Objective
Transcribe the records below in full; pictures stay out of the copy.

-- BEGIN Dataset content --

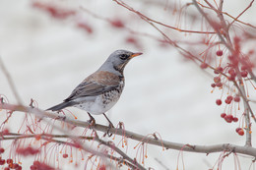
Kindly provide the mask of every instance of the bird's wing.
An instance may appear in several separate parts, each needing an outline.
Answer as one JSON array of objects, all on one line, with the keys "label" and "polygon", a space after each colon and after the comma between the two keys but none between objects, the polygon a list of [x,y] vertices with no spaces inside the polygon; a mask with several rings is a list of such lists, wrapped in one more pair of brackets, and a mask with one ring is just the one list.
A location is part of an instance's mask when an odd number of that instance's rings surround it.
[{"label": "bird's wing", "polygon": [[109,72],[96,72],[83,81],[64,101],[84,96],[96,96],[117,87],[120,78]]}]

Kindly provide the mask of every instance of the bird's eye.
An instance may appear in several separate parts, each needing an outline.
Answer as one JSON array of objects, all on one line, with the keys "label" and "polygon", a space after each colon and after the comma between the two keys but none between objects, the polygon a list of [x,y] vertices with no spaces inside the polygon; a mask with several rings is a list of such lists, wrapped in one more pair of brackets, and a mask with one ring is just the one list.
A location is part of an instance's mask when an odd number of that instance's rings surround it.
[{"label": "bird's eye", "polygon": [[120,55],[120,59],[122,59],[122,60],[126,60],[127,58],[128,58],[128,55],[126,55],[126,54]]}]

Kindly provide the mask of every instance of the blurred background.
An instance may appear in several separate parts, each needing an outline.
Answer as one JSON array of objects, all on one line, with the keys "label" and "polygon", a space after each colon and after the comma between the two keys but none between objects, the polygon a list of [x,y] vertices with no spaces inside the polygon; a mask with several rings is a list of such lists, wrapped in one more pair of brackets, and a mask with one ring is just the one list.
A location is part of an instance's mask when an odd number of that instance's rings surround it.
[{"label": "blurred background", "polygon": [[[241,13],[250,3],[248,0],[231,2],[224,1],[224,11],[233,16]],[[56,17],[38,7],[40,3],[74,10],[76,14],[67,18]],[[166,0],[154,4],[155,1],[142,0],[127,3],[156,20],[191,28],[173,16],[172,5],[181,7],[185,1]],[[189,8],[197,15],[194,7]],[[255,15],[253,4],[240,20],[255,26]],[[116,49],[127,49],[144,54],[133,59],[125,69],[124,91],[118,103],[107,113],[113,124],[121,121],[129,131],[141,135],[158,132],[165,141],[184,144],[245,143],[245,137],[235,133],[238,123],[227,124],[221,119],[224,104],[216,105],[222,90],[216,89],[211,93],[212,77],[184,59],[175,48],[157,40],[161,39],[161,35],[156,28],[115,2],[1,0],[0,16],[0,55],[24,103],[29,104],[33,98],[41,109],[60,103],[110,53]],[[188,22],[188,25],[192,23]],[[196,37],[162,29],[174,40]],[[5,94],[10,103],[16,103],[2,72],[0,78],[0,93]],[[69,110],[75,112],[79,120],[89,119],[84,111]],[[240,116],[242,111],[236,114]],[[102,115],[95,118],[97,123],[107,125]],[[19,119],[15,121],[20,123]],[[17,125],[15,121],[12,126]],[[254,124],[252,131],[254,136]],[[254,145],[255,140],[254,136]],[[137,142],[129,142],[129,153],[136,154],[133,147]],[[178,153],[148,145],[146,167],[164,169],[158,159],[168,169],[176,169]],[[210,169],[218,162],[220,154],[206,156],[183,152],[185,168]],[[249,169],[251,159],[238,157],[241,169]],[[73,167],[71,163],[64,163],[67,164],[66,169]],[[29,167],[32,163],[26,162],[23,166],[27,164]],[[182,169],[181,164],[179,166]],[[84,169],[83,163],[76,169]],[[224,159],[223,169],[234,169],[233,155]]]}]

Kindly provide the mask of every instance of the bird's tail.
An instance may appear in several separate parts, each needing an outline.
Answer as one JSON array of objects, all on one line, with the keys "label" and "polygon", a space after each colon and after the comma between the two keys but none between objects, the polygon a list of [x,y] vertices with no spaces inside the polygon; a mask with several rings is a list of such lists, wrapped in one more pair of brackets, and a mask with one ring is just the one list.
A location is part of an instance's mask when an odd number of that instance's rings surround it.
[{"label": "bird's tail", "polygon": [[74,102],[74,101],[64,101],[60,104],[57,104],[53,107],[48,108],[47,110],[58,111],[58,110],[64,109],[66,107],[73,106],[75,104],[76,104],[76,102]]}]

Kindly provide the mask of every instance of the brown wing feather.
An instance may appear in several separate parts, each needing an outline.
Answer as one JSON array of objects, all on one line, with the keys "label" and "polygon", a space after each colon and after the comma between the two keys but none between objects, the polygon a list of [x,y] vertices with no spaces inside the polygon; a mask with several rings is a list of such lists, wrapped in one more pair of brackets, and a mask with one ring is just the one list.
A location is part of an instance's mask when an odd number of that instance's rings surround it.
[{"label": "brown wing feather", "polygon": [[64,101],[83,96],[95,96],[117,87],[120,78],[109,72],[96,72],[83,81]]}]

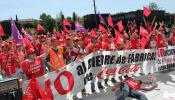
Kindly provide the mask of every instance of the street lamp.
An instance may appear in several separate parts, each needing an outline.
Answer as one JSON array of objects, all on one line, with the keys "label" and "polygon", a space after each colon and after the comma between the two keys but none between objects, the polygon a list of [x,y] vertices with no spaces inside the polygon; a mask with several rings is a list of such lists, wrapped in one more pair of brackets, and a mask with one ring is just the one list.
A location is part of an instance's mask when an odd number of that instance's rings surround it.
[{"label": "street lamp", "polygon": [[97,28],[97,12],[96,12],[96,5],[95,5],[95,0],[93,0],[93,5],[94,5],[94,13],[95,13],[95,27]]}]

-- END Dataset content --

Written response
Kindly provide the mask of every instance of the bird's wing.
An instance may appear in several separate parts, each needing an outline.
Answer as one JSON array of objects, all on one line, with the keys "label" and "polygon", a space after each colon and after the comma between the two keys but none between objects, the polygon a list of [x,y] vertices with no spaces inside the polygon; a mask with several rings is a list of such lists, wrapped in one more pair of brackets, and a mask with one ring is just the one list.
A location is part of an instance's mask when an odd number of that instance's rings surround it.
[{"label": "bird's wing", "polygon": [[109,72],[96,72],[83,81],[64,101],[84,96],[96,96],[117,87],[120,78]]}]

Kindly provide the mask of every instance of the bird's eye.
An instance may appear in several separate parts, each needing an outline.
Answer as one JSON array of objects, all on one line, with the keys "label" and "polygon", a space after each colon and after the comma between the two keys but none between objects, the polygon a list of [x,y] vertices with no spaces inside the polygon; a mask with several rings is a list of such lists, wrapped in one more pair of brackets, and a mask with one ring is just the one list.
A location is part of an instance's mask when an odd number of that instance's rings surround it.
[{"label": "bird's eye", "polygon": [[120,55],[120,59],[122,59],[122,60],[126,60],[127,58],[128,58],[128,55],[126,55],[126,54]]}]

Kindly provide the mask of every instance of the blurred background.
An instance may appear in several separate parts, each needing an outline.
Answer as one JSON array of objects, all on one line, with the keys "label" and "polygon", a space after each colon and after the comma between the two keys but none between objects, the polygon a list of [x,y] vertices with no spaces inside the polygon; a mask with several rings is a list of such lists, wrapped in one more pair of brackets, and a mask with one ring is just the one list.
A location is part of an instance's mask when an odd number of that instance's rings surround it.
[{"label": "blurred background", "polygon": [[[241,13],[250,3],[248,0],[231,2],[224,1],[224,11],[233,16]],[[56,17],[38,7],[40,3],[74,10],[76,14],[67,18]],[[166,0],[154,4],[155,1],[142,0],[127,3],[156,20],[191,28],[173,16],[172,5],[181,7],[185,1]],[[189,8],[197,15],[194,7]],[[255,15],[253,4],[240,20],[255,26]],[[116,49],[127,49],[144,54],[133,59],[125,69],[124,91],[118,103],[107,113],[113,124],[121,121],[129,131],[141,135],[158,132],[165,141],[184,144],[245,143],[245,137],[235,133],[238,123],[227,124],[221,119],[224,104],[216,105],[222,90],[216,89],[211,93],[212,77],[184,59],[175,48],[157,40],[161,39],[161,35],[156,28],[115,2],[1,0],[0,16],[0,55],[24,103],[29,104],[33,98],[41,109],[60,103],[110,53]],[[188,22],[188,25],[192,23]],[[196,37],[162,29],[174,40]],[[5,94],[10,103],[16,103],[2,72],[0,78],[0,93]],[[69,110],[75,112],[79,120],[89,119],[84,111]],[[240,116],[242,111],[236,114]],[[102,115],[95,118],[97,123],[107,125]],[[19,119],[15,121],[20,123]],[[17,125],[15,121],[12,126]],[[254,124],[252,131],[254,136]],[[254,145],[255,140],[254,136]],[[137,142],[129,142],[129,153],[136,154],[133,147]],[[178,153],[148,145],[146,167],[164,169],[158,159],[168,169],[176,169]],[[210,169],[218,162],[220,154],[206,156],[183,152],[185,168]],[[249,169],[251,159],[238,157],[241,169]],[[73,167],[71,163],[64,163],[67,164],[66,169]],[[29,167],[32,163],[26,162],[23,166],[27,164]],[[182,169],[181,164],[179,166]],[[84,169],[83,163],[76,169]],[[224,159],[223,169],[234,169],[233,155]]]}]

Kindly provide the mask of every instance of the bird's tail.
An instance may appear in several separate parts, each needing an outline.
Answer as one JSON array of objects, all on one line, with the keys "label" and "polygon", a space after each colon and after the comma between the two keys but none between objects, the polygon a list of [x,y] vertices with no spaces inside the polygon; a mask with several rings is a list of such lists, wrapped in one more pair of brackets, and a mask with one ring is just the one list.
A location is part of an instance's mask when an odd number of that instance's rings surround it.
[{"label": "bird's tail", "polygon": [[74,102],[74,101],[64,101],[60,104],[57,104],[53,107],[48,108],[47,110],[58,111],[58,110],[64,109],[66,107],[73,106],[75,104],[76,104],[76,102]]}]

Kindly provide the mask of every instance of the brown wing feather.
An instance may appear in several separate parts, each needing an outline.
Answer as one JSON array of objects, all on one line, with the keys "label" and "polygon", a space after each colon and after the comma between the two keys but none between objects, the polygon a list of [x,y] vertices with no spaces inside the polygon; a mask with several rings is a list of such lists, wrapped in one more pair of brackets, and a mask with one ring is just the one list.
A location is part of an instance's mask when an odd number of that instance's rings surround it.
[{"label": "brown wing feather", "polygon": [[64,101],[83,96],[95,96],[117,87],[120,78],[109,72],[96,72],[83,81]]}]

Kindly provide the mask of every instance of the street lamp.
An instance may appear in several separate parts, each needing an outline.
Answer as one JSON array of objects, all on one line, with the keys "label" and "polygon", a space after each colon and after the comma between the two keys but none between objects, the polygon a list of [x,y] vertices with no spaces inside the polygon; a mask with several rings is a list of such lists, wrapped in one more pair of brackets, and a mask with one ring is just the one list.
A location is part of an instance's mask when an odd number of that instance's rings surround it.
[{"label": "street lamp", "polygon": [[97,28],[97,12],[96,12],[96,5],[95,5],[95,0],[93,0],[93,5],[94,5],[94,13],[95,13],[95,27]]}]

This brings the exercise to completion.